**TRECHO**

E UM CRISTO MAL CRUCIFICADO NO SEIO DE BRINQUEDO
Ah, eu posso sentir ainda, amigo amado, o frio seco prisioneiro das belas fachadas coloniais da rua São José, e o som de nossos passos nos pés de moleque do calçamento. Na nesga de céu acima brilhavam as estrelas mais despudoradas do Brasil, que são as de Ouro Preto. Nós aquecíamos o peito com birita de rico, aguardente bem destilada com que nos regalavam, e resfolegávamos ladeira acima no rastro da beleza sempre a se desdobrar à nossa frente, sempre a nos surpreender a cada esquina, entre sons de serenata.

**LISTAGEM DE DADOS**
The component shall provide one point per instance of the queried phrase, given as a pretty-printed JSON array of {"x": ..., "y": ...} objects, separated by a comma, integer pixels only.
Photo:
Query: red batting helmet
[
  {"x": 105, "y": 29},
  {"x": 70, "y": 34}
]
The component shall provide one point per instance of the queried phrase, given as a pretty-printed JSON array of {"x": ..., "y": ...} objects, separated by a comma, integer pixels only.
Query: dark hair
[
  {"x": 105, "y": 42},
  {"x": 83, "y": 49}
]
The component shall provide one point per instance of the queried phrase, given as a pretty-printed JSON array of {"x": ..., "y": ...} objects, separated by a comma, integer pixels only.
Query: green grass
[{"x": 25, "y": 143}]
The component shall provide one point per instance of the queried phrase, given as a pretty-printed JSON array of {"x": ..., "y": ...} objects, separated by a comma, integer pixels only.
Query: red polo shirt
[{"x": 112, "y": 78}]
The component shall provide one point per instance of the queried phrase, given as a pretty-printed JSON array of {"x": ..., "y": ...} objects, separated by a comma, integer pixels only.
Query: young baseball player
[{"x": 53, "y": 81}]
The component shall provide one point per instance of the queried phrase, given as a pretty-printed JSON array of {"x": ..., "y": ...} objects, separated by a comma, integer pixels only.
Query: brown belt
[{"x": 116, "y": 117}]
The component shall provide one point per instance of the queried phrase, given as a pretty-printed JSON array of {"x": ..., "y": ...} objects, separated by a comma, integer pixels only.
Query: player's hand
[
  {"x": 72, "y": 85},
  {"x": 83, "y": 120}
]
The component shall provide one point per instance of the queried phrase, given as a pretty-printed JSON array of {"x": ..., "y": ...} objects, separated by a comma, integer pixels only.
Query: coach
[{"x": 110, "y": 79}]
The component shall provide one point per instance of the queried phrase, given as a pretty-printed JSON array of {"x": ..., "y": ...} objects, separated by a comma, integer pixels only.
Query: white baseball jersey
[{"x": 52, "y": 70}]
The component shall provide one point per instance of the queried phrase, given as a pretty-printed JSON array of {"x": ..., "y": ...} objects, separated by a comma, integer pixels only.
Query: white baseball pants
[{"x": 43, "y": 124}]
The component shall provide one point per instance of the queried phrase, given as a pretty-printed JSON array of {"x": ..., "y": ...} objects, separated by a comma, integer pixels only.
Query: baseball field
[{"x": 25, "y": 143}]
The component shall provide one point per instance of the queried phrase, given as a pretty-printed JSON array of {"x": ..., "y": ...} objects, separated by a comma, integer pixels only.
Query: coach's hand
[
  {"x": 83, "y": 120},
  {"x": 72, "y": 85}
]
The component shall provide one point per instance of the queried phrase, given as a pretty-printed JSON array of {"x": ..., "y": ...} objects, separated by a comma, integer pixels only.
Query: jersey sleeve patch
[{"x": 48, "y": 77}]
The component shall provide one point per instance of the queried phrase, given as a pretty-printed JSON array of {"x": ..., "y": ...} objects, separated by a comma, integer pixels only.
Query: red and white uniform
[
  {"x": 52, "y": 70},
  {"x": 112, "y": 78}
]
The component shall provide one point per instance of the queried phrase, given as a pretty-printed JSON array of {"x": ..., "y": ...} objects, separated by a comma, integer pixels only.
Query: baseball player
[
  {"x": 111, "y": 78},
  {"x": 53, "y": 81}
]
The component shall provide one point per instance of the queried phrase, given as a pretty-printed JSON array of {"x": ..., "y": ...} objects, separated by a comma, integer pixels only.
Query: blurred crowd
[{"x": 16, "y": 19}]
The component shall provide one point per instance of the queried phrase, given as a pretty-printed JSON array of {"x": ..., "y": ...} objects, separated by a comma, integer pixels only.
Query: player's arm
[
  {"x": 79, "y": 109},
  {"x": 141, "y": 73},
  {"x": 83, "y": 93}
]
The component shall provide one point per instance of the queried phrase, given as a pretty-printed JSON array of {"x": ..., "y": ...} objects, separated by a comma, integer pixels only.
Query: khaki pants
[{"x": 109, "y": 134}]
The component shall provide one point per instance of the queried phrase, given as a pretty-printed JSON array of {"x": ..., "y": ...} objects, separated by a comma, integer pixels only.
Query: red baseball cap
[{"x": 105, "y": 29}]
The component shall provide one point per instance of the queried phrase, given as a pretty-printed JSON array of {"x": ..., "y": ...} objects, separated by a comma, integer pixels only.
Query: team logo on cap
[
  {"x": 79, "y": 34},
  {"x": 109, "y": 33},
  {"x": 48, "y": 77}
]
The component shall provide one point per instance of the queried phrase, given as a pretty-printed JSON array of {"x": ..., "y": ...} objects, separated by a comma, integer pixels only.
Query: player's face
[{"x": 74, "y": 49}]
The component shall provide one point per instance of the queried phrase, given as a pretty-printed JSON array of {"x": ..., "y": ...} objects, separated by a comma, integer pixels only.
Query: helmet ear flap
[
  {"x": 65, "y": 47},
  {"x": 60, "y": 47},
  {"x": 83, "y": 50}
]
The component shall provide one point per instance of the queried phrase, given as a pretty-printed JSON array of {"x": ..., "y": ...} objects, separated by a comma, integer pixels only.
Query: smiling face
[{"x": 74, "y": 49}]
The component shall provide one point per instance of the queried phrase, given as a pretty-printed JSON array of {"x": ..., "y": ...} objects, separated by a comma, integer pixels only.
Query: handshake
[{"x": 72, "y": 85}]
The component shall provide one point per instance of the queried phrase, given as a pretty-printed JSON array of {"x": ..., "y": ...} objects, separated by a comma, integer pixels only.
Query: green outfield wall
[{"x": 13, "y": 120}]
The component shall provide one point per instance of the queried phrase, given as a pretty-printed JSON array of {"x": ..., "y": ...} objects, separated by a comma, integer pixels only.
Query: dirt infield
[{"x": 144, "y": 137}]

**CONJUNTO DE TAREFAS**
- 1) Extraia do trecho sobre Ouro Preto tudo o que vai desde "E UM CRISTO" até "sons de serenata.", sem alterar nada.
- 2) De acordo com o trecho, as estrelas mais despudoradas do Brasil são as de qual cidade?
A listagem não tem nenhuma relação com o trecho.

**RESPOSTAS COMPLETAS**
- 1)
E UM CRISTO MAL CRUCIFICADO NO SEIO DE BRINQUEDO
Ah, eu posso sentir ainda, amigo amado, o frio seco prisioneiro das belas fachadas coloniais da rua São José, e o som de nossos passos nos pés de moleque do calçamento. Na nesga de céu acima brilhavam as estrelas mais despudoradas do Brasil, que são as de Ouro Preto. Nós aquecíamos o peito com birita de rico, aguardente bem destilada com que nos regalavam, e resfolegávamos ladeira acima no rastro da beleza sempre a se desdobrar à nossa frente, sempre a nos surpreender a cada esquina, entre sons de serenata.

- 2) São as de Ouro Preto.